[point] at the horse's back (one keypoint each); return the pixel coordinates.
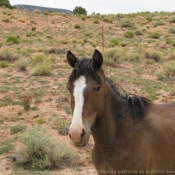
(161, 136)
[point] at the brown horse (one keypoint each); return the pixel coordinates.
(131, 134)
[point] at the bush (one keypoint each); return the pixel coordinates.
(169, 68)
(8, 55)
(83, 17)
(22, 63)
(172, 20)
(6, 146)
(149, 19)
(17, 128)
(171, 30)
(37, 11)
(113, 56)
(4, 64)
(127, 23)
(26, 101)
(63, 127)
(41, 69)
(5, 3)
(77, 26)
(133, 56)
(159, 23)
(123, 44)
(5, 19)
(79, 10)
(96, 21)
(139, 32)
(155, 35)
(154, 55)
(115, 41)
(38, 59)
(39, 150)
(129, 34)
(13, 39)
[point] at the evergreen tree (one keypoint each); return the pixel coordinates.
(80, 10)
(5, 3)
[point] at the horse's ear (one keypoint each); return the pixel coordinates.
(71, 58)
(97, 59)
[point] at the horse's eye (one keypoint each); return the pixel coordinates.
(98, 88)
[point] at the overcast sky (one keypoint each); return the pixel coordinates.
(105, 6)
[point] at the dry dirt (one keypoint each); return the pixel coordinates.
(22, 83)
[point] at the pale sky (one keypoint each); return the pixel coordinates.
(105, 6)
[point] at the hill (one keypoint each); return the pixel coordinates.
(33, 7)
(138, 55)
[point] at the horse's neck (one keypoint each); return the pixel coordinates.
(110, 120)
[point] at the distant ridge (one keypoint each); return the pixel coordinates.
(33, 7)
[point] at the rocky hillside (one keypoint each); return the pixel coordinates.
(31, 8)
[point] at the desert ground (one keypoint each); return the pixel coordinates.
(138, 55)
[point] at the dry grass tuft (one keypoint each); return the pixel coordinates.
(39, 151)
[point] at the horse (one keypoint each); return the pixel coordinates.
(132, 135)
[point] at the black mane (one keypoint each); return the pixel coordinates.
(136, 104)
(84, 67)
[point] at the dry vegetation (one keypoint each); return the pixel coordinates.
(139, 55)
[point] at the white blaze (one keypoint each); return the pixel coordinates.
(79, 86)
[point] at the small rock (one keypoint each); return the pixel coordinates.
(55, 87)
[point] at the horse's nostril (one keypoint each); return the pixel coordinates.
(83, 132)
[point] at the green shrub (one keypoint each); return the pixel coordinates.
(115, 41)
(172, 20)
(133, 56)
(83, 17)
(63, 127)
(159, 23)
(149, 19)
(123, 44)
(154, 55)
(17, 128)
(171, 30)
(39, 151)
(169, 68)
(8, 55)
(46, 12)
(4, 64)
(6, 146)
(39, 58)
(12, 39)
(77, 26)
(22, 63)
(160, 76)
(5, 19)
(96, 21)
(127, 23)
(37, 11)
(129, 34)
(79, 10)
(42, 69)
(139, 32)
(113, 56)
(155, 35)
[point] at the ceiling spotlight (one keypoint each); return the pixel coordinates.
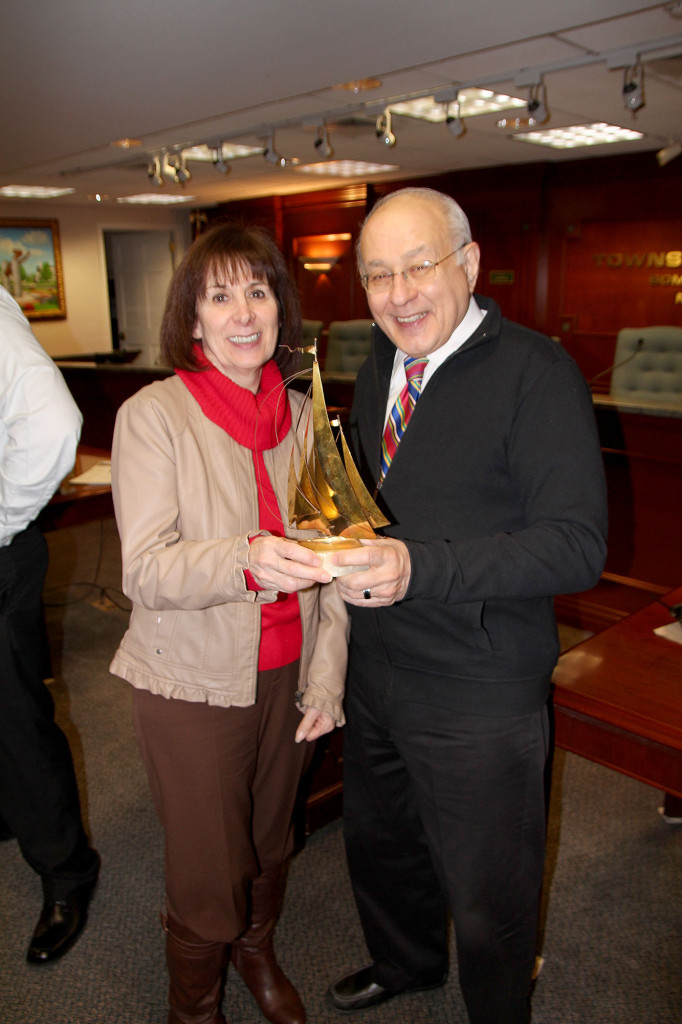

## Required work
Your answer must be exactly the lines from the one with "[point] at the dry vegetation" through the final line of the data, with no pictures in it.

## Final answer
[point] at the dry vegetation (one keypoint each); return the pixel coordinates.
(139, 55)
[point] at the white blaze (one keypoint each); return the pixel coordinates.
(79, 86)
[point] at the small rock (one keypoint each); return the pixel coordinates.
(55, 87)
[point] at the horse's nostril (one keypoint each); return the pixel coordinates.
(83, 132)
[point] at the green shrub (one keypoint each); return the pixel coordinates.
(115, 41)
(172, 20)
(133, 56)
(83, 17)
(63, 127)
(159, 23)
(149, 19)
(123, 44)
(154, 55)
(17, 128)
(171, 30)
(39, 151)
(169, 68)
(8, 55)
(46, 12)
(4, 64)
(6, 146)
(39, 58)
(12, 39)
(77, 26)
(22, 63)
(160, 76)
(5, 19)
(96, 21)
(127, 23)
(37, 11)
(129, 34)
(79, 10)
(42, 69)
(139, 32)
(113, 56)
(155, 35)
[point] at the ceiling spotlight (one keypoint each); return the pixel coordinates.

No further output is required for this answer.